:: The task ::
Show each line from the records below in which the word "stem" occurs.

##### Material for this task #####

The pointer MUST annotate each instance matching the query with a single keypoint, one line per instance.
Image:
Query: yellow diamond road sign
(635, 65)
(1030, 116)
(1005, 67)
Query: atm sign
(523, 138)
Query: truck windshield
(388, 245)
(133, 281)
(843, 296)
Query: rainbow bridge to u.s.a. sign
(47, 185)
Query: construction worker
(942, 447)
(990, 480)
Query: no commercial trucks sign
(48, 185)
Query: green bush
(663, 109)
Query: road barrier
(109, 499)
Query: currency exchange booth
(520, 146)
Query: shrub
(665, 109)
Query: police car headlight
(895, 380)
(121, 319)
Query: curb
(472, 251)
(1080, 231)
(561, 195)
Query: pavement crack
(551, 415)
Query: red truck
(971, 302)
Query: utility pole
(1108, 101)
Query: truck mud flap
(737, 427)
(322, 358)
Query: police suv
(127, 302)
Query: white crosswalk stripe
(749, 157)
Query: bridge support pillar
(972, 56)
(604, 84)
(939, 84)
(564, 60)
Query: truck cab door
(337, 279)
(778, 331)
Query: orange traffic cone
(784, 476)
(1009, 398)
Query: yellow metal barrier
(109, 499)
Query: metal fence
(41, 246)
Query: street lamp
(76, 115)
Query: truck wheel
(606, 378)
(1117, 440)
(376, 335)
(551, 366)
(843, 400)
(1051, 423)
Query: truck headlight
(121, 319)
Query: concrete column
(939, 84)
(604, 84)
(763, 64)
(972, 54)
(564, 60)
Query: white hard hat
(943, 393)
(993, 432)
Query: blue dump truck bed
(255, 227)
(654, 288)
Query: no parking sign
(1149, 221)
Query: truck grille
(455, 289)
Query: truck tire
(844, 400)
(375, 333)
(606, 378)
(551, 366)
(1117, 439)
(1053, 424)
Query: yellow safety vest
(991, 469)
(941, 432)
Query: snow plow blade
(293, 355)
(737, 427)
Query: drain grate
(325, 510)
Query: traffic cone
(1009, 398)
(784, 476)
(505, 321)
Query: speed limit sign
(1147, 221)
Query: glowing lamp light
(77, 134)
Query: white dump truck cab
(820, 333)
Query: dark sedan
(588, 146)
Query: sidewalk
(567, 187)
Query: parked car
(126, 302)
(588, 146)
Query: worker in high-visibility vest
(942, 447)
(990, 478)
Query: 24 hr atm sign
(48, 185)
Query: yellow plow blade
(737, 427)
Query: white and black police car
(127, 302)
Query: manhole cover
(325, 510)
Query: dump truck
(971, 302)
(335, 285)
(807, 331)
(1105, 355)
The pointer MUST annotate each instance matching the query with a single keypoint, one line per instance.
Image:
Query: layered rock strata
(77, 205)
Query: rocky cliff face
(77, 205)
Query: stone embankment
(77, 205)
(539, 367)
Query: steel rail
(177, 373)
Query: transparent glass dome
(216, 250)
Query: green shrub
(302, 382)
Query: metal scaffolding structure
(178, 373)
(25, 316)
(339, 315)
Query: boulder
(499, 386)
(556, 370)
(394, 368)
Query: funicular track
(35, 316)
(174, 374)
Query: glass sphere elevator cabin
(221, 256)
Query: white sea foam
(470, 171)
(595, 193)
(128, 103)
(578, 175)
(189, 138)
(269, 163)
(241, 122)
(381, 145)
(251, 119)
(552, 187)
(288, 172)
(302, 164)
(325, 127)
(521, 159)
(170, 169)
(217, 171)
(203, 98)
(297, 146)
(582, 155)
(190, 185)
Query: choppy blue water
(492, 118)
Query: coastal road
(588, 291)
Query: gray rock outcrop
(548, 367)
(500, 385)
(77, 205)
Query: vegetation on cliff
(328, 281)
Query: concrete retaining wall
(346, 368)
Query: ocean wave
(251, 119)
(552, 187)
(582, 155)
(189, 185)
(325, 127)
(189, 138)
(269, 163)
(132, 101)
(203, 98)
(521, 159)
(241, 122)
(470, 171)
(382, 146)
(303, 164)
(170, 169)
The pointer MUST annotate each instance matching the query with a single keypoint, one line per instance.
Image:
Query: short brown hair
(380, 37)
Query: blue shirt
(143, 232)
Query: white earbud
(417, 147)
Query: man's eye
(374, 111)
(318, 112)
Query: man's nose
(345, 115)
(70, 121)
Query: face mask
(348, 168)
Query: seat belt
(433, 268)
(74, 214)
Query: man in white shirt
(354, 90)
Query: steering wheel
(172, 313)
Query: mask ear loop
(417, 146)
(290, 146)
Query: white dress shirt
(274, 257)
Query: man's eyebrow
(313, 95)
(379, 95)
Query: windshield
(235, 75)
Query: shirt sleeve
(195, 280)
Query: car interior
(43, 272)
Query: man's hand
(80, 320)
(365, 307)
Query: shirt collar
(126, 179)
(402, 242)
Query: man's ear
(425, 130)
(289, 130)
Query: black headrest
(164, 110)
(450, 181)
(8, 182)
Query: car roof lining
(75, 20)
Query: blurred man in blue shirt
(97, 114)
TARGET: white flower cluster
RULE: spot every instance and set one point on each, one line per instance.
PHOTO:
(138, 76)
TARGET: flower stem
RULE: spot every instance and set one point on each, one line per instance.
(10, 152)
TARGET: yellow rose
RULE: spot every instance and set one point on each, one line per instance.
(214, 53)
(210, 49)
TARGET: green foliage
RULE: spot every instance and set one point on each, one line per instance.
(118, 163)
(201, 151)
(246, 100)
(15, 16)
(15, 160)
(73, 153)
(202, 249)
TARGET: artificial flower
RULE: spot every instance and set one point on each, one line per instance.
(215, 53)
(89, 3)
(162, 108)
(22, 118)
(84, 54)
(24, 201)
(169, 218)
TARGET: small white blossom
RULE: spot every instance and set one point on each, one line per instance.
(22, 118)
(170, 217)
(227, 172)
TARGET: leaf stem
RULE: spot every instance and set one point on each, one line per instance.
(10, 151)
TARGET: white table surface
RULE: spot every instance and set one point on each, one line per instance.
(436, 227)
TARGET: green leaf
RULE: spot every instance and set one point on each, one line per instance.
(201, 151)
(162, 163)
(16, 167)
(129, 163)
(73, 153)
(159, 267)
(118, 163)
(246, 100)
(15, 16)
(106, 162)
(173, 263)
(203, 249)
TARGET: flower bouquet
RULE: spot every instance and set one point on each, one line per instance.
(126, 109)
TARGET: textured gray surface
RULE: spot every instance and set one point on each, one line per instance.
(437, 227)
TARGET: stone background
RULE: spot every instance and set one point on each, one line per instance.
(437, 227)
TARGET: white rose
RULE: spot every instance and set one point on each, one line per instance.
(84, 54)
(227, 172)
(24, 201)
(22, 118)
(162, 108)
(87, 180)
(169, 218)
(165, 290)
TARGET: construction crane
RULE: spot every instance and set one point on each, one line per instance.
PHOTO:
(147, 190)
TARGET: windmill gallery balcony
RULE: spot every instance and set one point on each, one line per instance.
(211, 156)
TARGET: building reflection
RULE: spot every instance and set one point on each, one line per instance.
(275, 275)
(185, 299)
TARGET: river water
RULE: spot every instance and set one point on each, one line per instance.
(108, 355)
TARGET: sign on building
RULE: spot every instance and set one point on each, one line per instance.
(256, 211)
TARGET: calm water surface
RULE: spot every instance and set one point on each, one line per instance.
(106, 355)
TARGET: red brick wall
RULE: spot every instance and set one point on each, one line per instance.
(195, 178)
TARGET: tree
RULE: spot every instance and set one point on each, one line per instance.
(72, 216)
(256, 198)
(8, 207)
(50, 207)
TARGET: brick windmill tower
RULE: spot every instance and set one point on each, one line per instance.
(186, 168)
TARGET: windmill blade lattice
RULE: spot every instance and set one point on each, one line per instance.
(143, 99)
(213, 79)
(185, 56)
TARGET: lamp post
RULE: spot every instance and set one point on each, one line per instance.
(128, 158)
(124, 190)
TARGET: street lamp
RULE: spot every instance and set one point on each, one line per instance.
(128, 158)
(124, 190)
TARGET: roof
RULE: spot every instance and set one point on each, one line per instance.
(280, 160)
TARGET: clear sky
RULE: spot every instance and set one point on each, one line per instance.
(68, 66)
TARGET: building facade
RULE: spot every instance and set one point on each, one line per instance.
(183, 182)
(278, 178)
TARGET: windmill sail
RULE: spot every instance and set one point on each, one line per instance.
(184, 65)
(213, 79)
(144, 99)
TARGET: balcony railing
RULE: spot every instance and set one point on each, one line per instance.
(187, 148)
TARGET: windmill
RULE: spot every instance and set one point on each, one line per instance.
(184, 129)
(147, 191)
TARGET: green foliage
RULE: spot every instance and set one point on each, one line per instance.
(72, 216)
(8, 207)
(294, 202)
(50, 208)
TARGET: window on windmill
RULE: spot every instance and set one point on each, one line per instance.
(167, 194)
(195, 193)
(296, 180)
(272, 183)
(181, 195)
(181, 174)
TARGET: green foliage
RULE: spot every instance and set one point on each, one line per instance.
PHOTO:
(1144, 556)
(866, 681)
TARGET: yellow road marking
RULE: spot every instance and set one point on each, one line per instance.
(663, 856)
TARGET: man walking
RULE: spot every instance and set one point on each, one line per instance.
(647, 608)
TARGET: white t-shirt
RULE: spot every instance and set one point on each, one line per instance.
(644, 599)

#####

:: Answer to this problem ::
TARGET: flower stem
TARGET: leaf stem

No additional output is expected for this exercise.